Where does the string "framed" appear? Copy every line of the entries below that holds it.

--- START ---

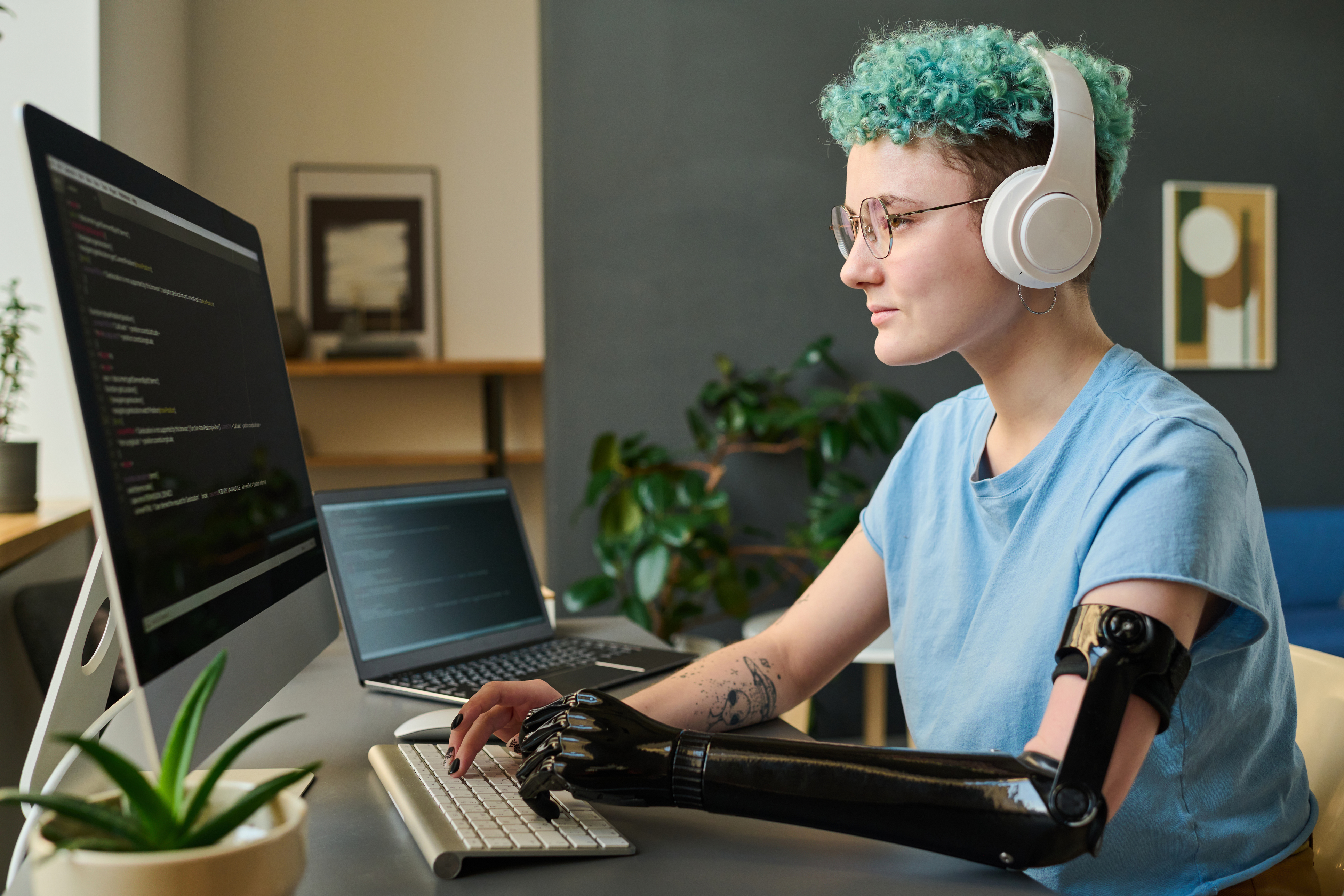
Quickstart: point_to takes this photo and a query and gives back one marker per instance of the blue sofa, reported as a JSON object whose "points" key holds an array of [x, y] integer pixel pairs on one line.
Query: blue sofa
{"points": [[1308, 550]]}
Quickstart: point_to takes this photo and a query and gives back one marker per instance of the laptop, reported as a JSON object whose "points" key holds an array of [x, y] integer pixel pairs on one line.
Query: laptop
{"points": [[439, 593]]}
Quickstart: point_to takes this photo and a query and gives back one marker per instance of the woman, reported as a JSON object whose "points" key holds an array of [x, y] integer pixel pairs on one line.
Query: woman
{"points": [[1076, 475]]}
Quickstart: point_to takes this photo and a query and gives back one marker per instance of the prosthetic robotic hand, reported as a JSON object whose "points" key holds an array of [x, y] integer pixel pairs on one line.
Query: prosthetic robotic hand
{"points": [[1013, 812]]}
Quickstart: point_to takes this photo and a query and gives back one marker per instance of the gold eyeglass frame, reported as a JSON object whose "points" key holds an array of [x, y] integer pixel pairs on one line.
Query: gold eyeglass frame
{"points": [[855, 221]]}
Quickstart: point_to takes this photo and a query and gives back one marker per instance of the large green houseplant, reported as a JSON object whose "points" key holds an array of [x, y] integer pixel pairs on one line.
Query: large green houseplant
{"points": [[667, 539], [171, 824], [18, 460]]}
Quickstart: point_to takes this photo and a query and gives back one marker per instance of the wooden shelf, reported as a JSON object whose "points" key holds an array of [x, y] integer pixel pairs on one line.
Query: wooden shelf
{"points": [[410, 367], [22, 535], [408, 458]]}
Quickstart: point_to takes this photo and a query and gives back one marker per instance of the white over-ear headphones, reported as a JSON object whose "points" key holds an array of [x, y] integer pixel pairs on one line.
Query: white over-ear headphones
{"points": [[1041, 226]]}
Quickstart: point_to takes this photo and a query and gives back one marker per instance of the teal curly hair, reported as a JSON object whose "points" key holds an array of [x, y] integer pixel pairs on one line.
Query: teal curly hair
{"points": [[972, 85]]}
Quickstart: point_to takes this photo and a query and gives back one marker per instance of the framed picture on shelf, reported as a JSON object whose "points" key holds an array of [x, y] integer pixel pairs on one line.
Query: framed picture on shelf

--- END ---

▶ [EXERCISE RESULT]
Quickstart: point_to takes this photo and a query and gives back one marker per instance of the framed picture on shelf, reported as a JSON object whose "points" key holds an array of [x, y] integer pixel pairs on one line.
Query: framed picture on shelf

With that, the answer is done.